Copy the entries below word for word, starting at the line that contains "Point to the white plant" and continuing through the final line of the entries. Reproduce nothing before that line.

Stored data entries
- - -

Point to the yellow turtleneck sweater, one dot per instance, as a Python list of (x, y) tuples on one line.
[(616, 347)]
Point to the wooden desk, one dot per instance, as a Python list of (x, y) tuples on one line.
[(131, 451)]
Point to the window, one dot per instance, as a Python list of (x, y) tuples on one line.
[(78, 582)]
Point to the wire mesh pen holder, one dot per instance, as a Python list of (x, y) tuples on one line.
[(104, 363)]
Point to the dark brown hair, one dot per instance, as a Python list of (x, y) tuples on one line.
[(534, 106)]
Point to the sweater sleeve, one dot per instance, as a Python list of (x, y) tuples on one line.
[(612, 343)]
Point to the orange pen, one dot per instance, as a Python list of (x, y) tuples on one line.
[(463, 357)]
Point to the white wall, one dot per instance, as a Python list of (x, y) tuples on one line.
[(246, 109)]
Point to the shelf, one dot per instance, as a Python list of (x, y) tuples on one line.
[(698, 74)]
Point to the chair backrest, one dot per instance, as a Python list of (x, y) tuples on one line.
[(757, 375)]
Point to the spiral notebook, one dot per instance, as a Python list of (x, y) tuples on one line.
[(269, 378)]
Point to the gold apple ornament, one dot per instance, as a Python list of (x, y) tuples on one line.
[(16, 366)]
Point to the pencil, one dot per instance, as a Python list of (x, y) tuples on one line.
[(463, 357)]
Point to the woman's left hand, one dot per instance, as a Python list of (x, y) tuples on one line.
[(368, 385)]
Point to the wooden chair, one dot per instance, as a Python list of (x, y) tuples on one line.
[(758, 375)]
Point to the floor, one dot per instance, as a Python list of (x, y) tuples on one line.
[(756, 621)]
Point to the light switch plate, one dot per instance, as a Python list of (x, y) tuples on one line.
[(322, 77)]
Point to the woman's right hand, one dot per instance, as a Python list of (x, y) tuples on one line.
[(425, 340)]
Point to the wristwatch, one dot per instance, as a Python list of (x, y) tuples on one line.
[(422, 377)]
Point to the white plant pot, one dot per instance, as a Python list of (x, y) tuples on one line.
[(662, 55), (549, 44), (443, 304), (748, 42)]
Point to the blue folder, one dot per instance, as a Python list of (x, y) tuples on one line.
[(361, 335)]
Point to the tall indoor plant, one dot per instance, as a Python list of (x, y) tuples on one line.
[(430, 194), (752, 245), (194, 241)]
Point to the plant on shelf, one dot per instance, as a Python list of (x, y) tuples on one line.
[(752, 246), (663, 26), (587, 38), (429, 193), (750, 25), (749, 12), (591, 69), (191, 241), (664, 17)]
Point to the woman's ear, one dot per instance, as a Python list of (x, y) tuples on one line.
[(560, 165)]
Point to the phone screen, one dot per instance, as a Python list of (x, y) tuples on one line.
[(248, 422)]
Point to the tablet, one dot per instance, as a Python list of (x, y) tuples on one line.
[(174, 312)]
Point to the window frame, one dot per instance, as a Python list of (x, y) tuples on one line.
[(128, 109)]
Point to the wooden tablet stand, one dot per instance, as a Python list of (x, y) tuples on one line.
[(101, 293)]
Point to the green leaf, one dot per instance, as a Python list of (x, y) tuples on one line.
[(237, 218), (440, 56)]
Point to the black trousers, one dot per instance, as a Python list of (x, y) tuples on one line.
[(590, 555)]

- - -

### OUTPUT OF THE EXERCISE
Point to the white plant pot, one dot per instance, as a Python list of (x, y) tuples on one line.
[(662, 55), (549, 44), (443, 304), (748, 42)]
Point to the blue folder, one dot per instance, as a Python list of (x, y) tuples on one line.
[(361, 335)]
Point to the tall indoor plant, one dot per instance, as a Python list of (x, y) tuples on one line.
[(430, 194), (752, 245), (194, 241)]
Point to the plant on shelf, one dot per instance, as a Python list of (x, y) tuples on one line.
[(752, 246), (663, 26), (587, 38), (429, 193), (750, 25), (749, 12), (591, 69), (191, 241), (664, 17)]
Point to the woman's ear, one dot per instance, as a Python list of (x, y) tuples on one line.
[(560, 165)]
Point to the phone screen, one dot per instance, as a Python list of (x, y) tuples on one line.
[(248, 422)]
Point to the tablet, one dot per instance, as a Python list of (x, y) tuples on one line.
[(174, 312)]
Point to the window frame, one dot per instance, as a Python list of (x, y) tuples on one line.
[(128, 109)]
Point to the wooden tablet stand, one dot per instance, as a Python list of (x, y) tuples on one line.
[(101, 293)]
Point to the green leaf, one dot per instance, as a Python list of (x, y) tuples on one line.
[(237, 218), (440, 56)]
Point to the black trousers, one dot per instance, as a Python list of (x, y) tuples on one line.
[(590, 555)]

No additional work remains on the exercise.